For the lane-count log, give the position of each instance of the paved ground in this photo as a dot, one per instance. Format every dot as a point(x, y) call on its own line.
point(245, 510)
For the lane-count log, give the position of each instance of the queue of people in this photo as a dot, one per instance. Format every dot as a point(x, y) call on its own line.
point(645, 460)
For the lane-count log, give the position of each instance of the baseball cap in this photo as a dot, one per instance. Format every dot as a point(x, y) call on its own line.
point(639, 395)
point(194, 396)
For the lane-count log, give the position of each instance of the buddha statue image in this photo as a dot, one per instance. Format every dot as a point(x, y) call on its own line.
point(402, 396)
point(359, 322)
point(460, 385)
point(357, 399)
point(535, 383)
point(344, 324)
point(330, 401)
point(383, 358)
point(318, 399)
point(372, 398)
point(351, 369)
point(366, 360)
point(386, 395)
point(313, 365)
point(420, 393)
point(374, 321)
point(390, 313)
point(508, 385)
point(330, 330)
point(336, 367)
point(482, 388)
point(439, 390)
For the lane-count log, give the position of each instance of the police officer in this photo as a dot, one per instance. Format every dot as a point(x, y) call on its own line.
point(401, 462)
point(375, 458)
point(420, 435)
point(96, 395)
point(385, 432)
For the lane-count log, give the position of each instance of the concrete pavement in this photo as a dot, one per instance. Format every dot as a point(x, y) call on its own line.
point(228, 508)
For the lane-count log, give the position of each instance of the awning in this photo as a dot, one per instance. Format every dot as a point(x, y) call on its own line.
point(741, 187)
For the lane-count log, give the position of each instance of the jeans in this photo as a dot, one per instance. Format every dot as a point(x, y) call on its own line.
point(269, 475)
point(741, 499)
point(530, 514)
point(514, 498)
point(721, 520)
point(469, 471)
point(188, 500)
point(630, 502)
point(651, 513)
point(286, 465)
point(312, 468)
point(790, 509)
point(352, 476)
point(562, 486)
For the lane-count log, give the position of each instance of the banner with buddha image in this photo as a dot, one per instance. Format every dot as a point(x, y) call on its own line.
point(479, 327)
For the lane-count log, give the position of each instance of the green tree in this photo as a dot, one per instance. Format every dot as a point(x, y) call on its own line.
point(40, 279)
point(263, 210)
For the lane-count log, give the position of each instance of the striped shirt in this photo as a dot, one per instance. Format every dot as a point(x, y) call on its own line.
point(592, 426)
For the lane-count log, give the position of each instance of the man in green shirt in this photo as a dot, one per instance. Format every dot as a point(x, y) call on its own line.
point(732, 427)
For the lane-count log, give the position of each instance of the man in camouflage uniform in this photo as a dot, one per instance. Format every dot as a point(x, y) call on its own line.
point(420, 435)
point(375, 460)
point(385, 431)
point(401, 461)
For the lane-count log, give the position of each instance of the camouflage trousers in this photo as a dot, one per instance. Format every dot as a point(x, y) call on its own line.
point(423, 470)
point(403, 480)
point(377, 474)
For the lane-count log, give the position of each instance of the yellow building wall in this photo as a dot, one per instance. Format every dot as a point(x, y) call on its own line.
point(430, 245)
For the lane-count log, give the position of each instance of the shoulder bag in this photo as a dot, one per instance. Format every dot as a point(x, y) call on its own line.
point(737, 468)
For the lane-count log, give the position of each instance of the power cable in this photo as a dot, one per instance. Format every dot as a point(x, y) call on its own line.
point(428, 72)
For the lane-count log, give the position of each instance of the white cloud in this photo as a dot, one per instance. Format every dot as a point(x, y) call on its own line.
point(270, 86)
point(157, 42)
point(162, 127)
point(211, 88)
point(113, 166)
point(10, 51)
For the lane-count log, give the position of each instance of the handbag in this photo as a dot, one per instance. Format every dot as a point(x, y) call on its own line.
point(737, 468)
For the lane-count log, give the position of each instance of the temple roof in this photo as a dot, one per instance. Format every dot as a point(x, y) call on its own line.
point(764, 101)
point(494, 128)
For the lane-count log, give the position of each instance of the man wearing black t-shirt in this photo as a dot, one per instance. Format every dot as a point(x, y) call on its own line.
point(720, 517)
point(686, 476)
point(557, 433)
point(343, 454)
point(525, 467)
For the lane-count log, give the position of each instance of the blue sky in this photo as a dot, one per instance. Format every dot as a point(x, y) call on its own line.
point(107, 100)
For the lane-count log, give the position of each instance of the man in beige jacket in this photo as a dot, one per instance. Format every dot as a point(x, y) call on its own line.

****************************************

** SET PROBLEM **
Write out all of the records above as a numbered list, leaving out any blank lines.

** THE OUTPUT **
1. For the lane-count log, give the position of each instance of the paved ground in this photo as a dot, one per instance. Format every dot as a point(x, y) call on its own line.
2. point(245, 510)
3. For the lane-count log, give the position of each instance of the queue of people in this photo as a dot, one per instance. Format every dot as a point(x, y) call on its own line.
4. point(645, 460)
5. For the lane-count log, give the position of each instance of the baseball cap in this photo as a dot, one per instance. Format every dot as a point(x, y) call on its own line.
6. point(639, 395)
7. point(194, 396)
8. For the lane-count log, give the position of each instance of the buddha statue image in this photo as a dot, one per instance. Format every dot as a point(x, y) call on its own line.
9. point(402, 396)
10. point(359, 322)
11. point(460, 385)
12. point(357, 399)
13. point(535, 383)
14. point(344, 324)
15. point(330, 401)
16. point(383, 358)
17. point(318, 399)
18. point(372, 398)
19. point(351, 369)
20. point(366, 360)
21. point(386, 395)
22. point(313, 365)
23. point(420, 393)
24. point(374, 321)
25. point(390, 313)
26. point(508, 385)
27. point(330, 330)
28. point(336, 367)
29. point(482, 388)
30. point(439, 390)
31. For the lane-count log, give the position of each instance of the police officer in this photo as a dot, one per instance. Format every dot as a point(x, y) call on its own line.
32. point(401, 462)
33. point(375, 458)
34. point(420, 435)
35. point(96, 395)
36. point(385, 432)
37. For the lane-count log, give the position of each instance of the concrete pavement in this photo as a dot, one per instance. Format every dot as a point(x, y) call on its own line.
38. point(228, 508)
39. For the lane-count log, give the position of each instance of the awning in this photo as a dot, one per instance. Format every dot as a point(x, y) call on its own line.
40. point(741, 187)
41. For the lane-count log, give the position of each instance of the jeans in this photo as a dot, one per instance. Format every dot as a point(x, y) call on its own line.
42. point(269, 475)
43. point(741, 499)
44. point(530, 514)
45. point(514, 498)
46. point(721, 520)
47. point(469, 471)
48. point(188, 500)
49. point(630, 502)
50. point(651, 513)
51. point(286, 465)
52. point(312, 468)
53. point(790, 509)
54. point(352, 476)
55. point(562, 486)
56. For the lane-count log, give the position of each instance of the banner with buddha image in this photo as a dot, one per instance. Format every dot as a point(x, y) call on its own line.
57. point(479, 327)
58. For the lane-count log, give the position of each instance of the green tree in this photo as a dot, one per instance. Format every dot as a point(x, y) call on its own line.
59. point(40, 279)
60. point(263, 210)
61. For the lane-count log, give the position of each instance of the striped shirt in this photo as a dot, one per instance. Format every dot as a point(x, y) call on its own line.
62. point(592, 426)
63. For the lane-count log, give the position of each instance of the man in green shirt in this photo as a dot, one per instance. Format every dot as a point(x, y) call on its own line.
64. point(732, 427)
65. For the lane-count log, give the position of each instance of the man in camouflage uniform in this photo as a dot, one per instance. Format every dot as a point(x, y) call on its own line.
66. point(420, 435)
67. point(375, 460)
68. point(385, 431)
69. point(401, 461)
70. For the lane-count log, give the position of each instance of the camouflage trousers in this photo as a dot, one per instance. Format every dot as a point(x, y) call on its own line.
71. point(423, 470)
72. point(403, 480)
73. point(377, 474)
74. For the lane-count log, give the position of each instance of the yellow building wall in this photo as a dot, one per instance. Format every dot as a point(x, y) call on its own line.
75. point(430, 245)
76. For the lane-count log, give the position of each instance of the shoulder bag in this photo as a dot, one per instance. Format every dot as a point(x, y) call on its own line.
77. point(737, 468)
78. For the lane-count log, give the position of each instance of the power cable in this photo as a dot, one per instance. Format every dot as a point(x, y) call on its own line.
79. point(428, 72)
80. For the lane-count log, give the position of each instance of the white cloud in this photo as a dot, one per instance. Format every dot as a point(x, y) call on its own line.
81. point(270, 86)
82. point(157, 42)
83. point(162, 127)
84. point(211, 88)
85. point(113, 166)
86. point(10, 51)
87. For the lane-count log, give the position of each instance of the handbag in this photo as a dot, one per instance. Format every dot as a point(x, y) call on its own line.
88. point(737, 468)
89. For the lane-count log, give the position of each instance of the temple roof in this photo as a dot, one per instance. Format every dot as a point(x, y) call on its own line.
90. point(764, 101)
91. point(494, 128)
92. For the lane-count log, give the position of each instance of the man wearing black t-shirt in this photo as a dot, one per instance. Format every dot as a point(x, y) call on its own line.
93. point(720, 517)
94. point(686, 476)
95. point(557, 433)
96. point(343, 454)
97. point(525, 467)
98. For the lane-count log, give the position of each instance of the blue sky in this photo as a dot, one per instance. Format every dot as a point(x, y) call on its own line.
99. point(107, 100)
100. For the lane-count log, give the position of each instance of the man in beige jacket in this photo as a dot, one per instance. Format every dot as a point(x, y) call on its own line.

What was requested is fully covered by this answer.